Given passage
------

The LMA also relies on policies of the Department of Fisheries and Oceans (DFO) which provide for consultation with aboriginal people before decisions are taken which may affect their food fishery (see DFO Interim National Policy, Principles and Procedural Guidelines for the Management of the Aboriginal Peoples Food Fishery, May 1, 1991). In particular, the LMA relies on DFO Policy for the Management of Aboriginal Fishing, dated February 21, 1993, section 5 of which provides in part:

         5.      For the purposes of this policy "First Nation" includes any organization which represents a group of Aboriginal people who have continuously used the resource in the area in question from pre-European contact to the coming into effect of the Constitution Act, 1982. Such organizations include groups representing Indians registered or entitled to be registered under the Indian Act, Inuit, non-status Indians and Métis. DFO may require that the First Nation produce evidence of historical use of the resource in the area.         

The same provision appears in Department of Fisheries and Oceans Policy for the Management of Aboriginal Fishing dated October 3, 1994.

     In March 1995, the LMA instituted discussions with the DFO for the purpose of negotiating an Aboriginal Fishing Agreement. What prompted the initiative seems to have been certain prosecutions of members of the LMA for alleged illegal fishing.

     During the course of discussions, officials of the Minister formed the impression that the LMA was attempting to lever an initial attempt at obtaining a communal fishing licence into recognition by the federal government of the LMA's Aboriginal rights. The latter question has large implications beyond communal fishing licences, e.g. land claims. As a result, Patrick Chamut, Assistant Deputy Minister, DFO, wrote to the LMA on August 23, 1995, to advise that the DFO would not authorize the members of the LMA to fish salmon as a reflection of an Aboriginal right.

     There then took place a further series of communications resulting in a letter from William Rowat, Deputy Minister, DFO, to the LMA dated November 24, 1995 advising that the DFO was not prepared to issue a communal fishing licence to the LMA. In this letter, Mr. Rowat stated the government's reason for not granting the licence in the following terms:

         I must inform you that, based on information received to date and on our interpretation of the Department of Fisheries and Oceans' (DFO) Policy on the Management of Aboriginal Fishing, DFO is not prepared to issue a communal licence to the LMA.

------

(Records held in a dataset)
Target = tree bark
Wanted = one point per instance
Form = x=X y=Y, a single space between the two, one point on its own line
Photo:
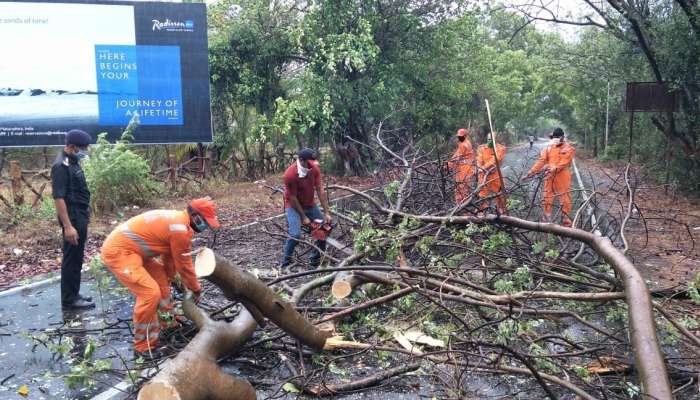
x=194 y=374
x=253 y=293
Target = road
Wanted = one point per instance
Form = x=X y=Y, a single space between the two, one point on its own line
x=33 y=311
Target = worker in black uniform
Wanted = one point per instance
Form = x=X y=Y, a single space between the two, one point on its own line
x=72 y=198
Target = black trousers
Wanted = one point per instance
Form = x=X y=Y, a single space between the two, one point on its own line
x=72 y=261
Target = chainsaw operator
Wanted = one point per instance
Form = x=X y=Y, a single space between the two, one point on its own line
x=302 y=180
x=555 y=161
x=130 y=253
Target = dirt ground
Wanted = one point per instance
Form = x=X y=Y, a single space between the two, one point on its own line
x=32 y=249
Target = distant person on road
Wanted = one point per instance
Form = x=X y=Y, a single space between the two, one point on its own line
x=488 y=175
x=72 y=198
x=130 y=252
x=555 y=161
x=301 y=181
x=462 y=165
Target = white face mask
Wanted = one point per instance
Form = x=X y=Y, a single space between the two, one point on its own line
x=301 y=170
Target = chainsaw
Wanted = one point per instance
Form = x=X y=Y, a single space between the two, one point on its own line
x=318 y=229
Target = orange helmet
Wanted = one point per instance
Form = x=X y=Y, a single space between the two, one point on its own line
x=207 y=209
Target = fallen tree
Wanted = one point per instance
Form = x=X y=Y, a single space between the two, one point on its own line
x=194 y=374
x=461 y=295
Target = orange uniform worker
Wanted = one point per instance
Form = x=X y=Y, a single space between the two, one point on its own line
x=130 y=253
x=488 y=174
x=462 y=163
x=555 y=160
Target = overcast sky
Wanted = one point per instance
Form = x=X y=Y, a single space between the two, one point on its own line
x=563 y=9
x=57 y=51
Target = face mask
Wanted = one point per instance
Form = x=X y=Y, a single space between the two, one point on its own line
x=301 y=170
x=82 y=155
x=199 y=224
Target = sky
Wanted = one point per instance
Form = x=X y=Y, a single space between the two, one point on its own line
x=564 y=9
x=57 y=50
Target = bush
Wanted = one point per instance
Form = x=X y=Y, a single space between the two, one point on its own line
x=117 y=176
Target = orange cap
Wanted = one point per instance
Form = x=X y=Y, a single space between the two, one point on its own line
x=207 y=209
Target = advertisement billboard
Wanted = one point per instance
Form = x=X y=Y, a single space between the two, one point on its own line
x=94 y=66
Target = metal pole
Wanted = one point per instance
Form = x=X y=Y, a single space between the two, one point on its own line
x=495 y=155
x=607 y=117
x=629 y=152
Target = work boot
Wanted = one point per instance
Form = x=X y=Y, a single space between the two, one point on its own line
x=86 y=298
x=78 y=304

------

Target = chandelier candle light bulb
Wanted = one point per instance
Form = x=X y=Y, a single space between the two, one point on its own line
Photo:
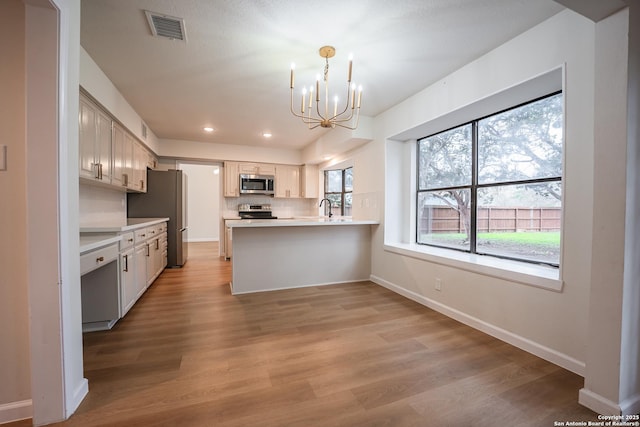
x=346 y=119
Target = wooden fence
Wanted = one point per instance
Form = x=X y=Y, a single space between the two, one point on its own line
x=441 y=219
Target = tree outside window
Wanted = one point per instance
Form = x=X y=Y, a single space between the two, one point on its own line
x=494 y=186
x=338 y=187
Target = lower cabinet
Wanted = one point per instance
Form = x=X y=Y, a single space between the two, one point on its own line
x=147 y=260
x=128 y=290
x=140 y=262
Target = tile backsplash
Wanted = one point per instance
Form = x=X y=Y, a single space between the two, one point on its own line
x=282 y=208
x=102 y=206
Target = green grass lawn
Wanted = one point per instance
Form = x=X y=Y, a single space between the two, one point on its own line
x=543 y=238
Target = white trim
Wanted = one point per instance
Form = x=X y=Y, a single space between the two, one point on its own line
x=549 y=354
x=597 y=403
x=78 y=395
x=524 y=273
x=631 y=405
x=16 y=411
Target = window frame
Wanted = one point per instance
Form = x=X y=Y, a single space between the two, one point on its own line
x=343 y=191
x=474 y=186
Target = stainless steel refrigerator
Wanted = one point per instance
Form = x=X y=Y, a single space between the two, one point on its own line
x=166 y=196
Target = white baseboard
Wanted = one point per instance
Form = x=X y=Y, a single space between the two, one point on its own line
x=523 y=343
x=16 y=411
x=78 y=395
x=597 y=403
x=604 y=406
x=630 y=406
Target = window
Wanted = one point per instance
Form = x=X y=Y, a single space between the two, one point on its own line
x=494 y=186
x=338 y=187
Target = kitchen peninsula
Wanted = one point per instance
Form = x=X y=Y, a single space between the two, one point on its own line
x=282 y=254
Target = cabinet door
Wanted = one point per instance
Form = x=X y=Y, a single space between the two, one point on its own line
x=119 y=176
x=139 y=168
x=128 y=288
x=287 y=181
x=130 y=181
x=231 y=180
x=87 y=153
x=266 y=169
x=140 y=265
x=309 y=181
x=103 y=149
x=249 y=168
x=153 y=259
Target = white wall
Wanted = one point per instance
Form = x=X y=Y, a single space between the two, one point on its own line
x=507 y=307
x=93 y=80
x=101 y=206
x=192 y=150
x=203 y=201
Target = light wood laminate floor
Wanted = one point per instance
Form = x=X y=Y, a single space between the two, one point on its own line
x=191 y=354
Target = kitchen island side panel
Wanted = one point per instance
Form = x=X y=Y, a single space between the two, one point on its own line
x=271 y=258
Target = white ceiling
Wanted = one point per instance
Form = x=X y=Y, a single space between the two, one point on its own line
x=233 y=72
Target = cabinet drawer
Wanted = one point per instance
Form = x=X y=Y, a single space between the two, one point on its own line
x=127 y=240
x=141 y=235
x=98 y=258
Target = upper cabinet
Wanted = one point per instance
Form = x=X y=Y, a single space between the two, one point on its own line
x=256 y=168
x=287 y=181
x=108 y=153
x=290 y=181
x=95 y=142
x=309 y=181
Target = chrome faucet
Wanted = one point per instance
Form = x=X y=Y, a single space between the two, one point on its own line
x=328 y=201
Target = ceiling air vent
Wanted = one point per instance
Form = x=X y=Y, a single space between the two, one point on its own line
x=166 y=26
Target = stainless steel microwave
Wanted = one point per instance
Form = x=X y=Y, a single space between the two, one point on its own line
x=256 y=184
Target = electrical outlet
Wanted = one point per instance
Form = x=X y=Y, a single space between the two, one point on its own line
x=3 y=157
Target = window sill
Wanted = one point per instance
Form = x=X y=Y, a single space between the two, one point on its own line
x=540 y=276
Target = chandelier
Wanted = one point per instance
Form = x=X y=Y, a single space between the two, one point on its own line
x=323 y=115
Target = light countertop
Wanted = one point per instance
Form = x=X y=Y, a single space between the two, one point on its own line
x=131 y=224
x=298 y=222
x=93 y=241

------

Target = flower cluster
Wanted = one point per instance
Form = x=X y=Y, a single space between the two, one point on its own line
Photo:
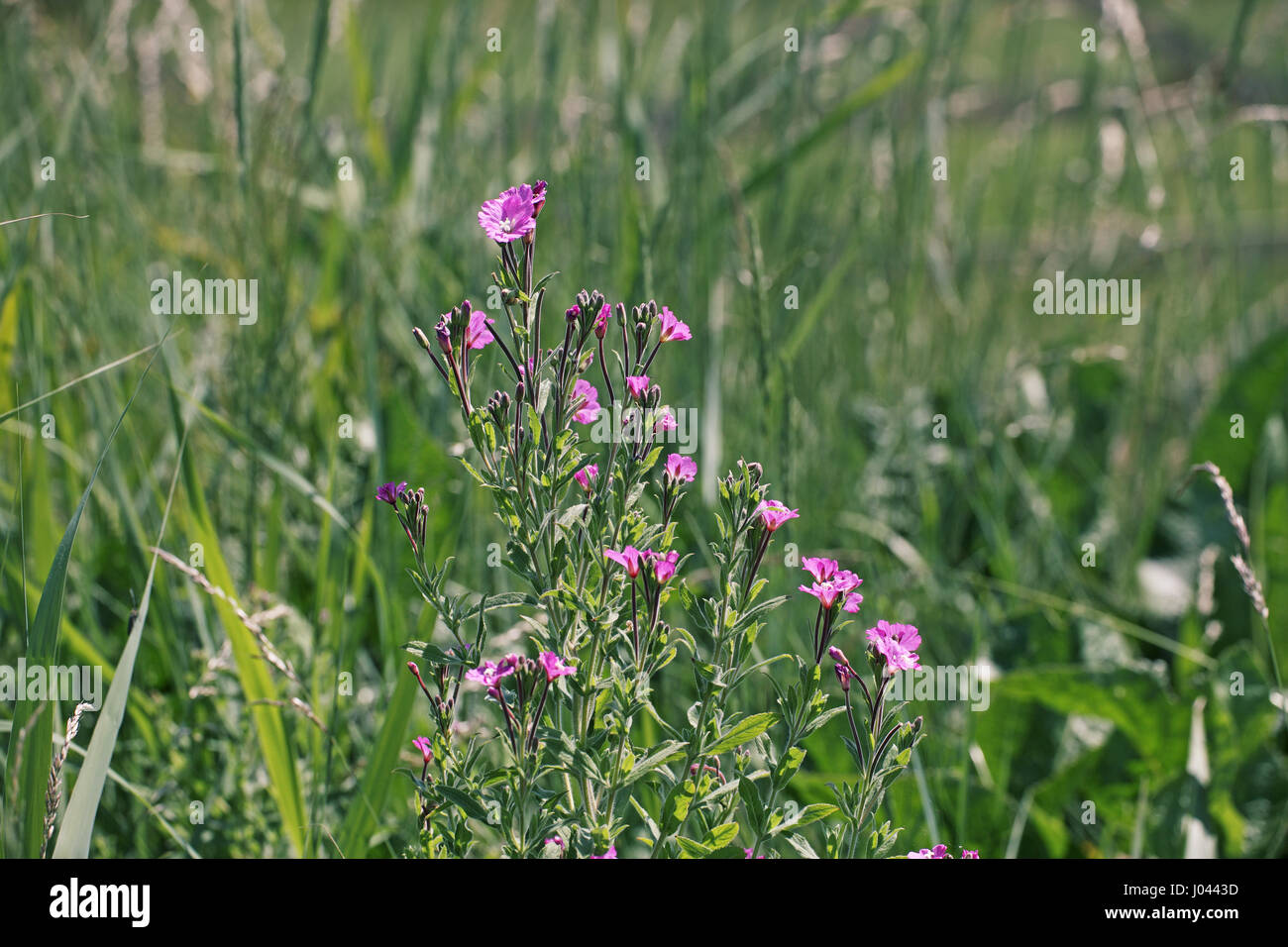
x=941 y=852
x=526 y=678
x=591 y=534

------

Instruction A
Summarize the passage on the LMA and the DFO in two sentences.
Instruction B
Answer the following questions using the passage on the LMA and the DFO.
(i) What is the date of the DFO Policy for the Management of Aboriginal Fishing whose section 5 the LMA relies on?
(ii) In what month and year did the LMA institute discussions with the DFO?
(iii) Who wrote the letter to the LMA dated November 24, 1995?
Instruction C
Extend the passage on the LMA and the DFO from its final sentence onward.

Expected output A
The LMA relies on DFO policies that provide for consultation with aboriginal people before decisions affecting their food fishery, including a policy whose section 5 defines "First Nation" to cover organizations representing Aboriginal groups that have continuously used the resource in the area. After the LMA began discussions with the DFO in March 1995 to negotiate an Aboriginal Fishing Agreement, DFO officials formed the impression that it sought recognition of its Aboriginal rights, and the department declined first to authorize salmon fishing as a reflection of an Aboriginal right and then to issue a communal fishing licence.

Expected output B
(i) February 21, 1993
(ii) March 1995
(iii) William Rowat, Deputy Minister, DFO

Expected output C
              I emphasize that this decision is based on interpretation of DFO's policy. The issue which DFO officials have been attempting to resolve is whether the Labrador Métis Association falls within the definition of "First Nation" contained in this policy. After much consideration, officials have concluded that this definition is limited to groups or organized societies which have used fisheries resource in an area since before European contact. We are not satisfied at this time that the LMA represents such a group.         
              [emphasis added]         

However, Mr. Rowat left the door open for a further consideration of this decision based on further submissions by the LMA to the Department of Justice and the Department of Indian Affairs and Northern Development:

              We understand that this same issue is being considered in the context of current prosecutions of LMA members for offenses under the Fisheries Act and that the LMA is providing information relevant to this issue to the prosecutor in this case. We will be receiving this information through the Department of Justice and will further consider your request in light of this information. We also understand that the same issue is being considered by the Department of Indian Affairs and Northern Development in the context of the LMA's comprehensive land claim application. Further, this and other issues related to the nature of the group represented by the LMA will be considered in the context of the self-government process.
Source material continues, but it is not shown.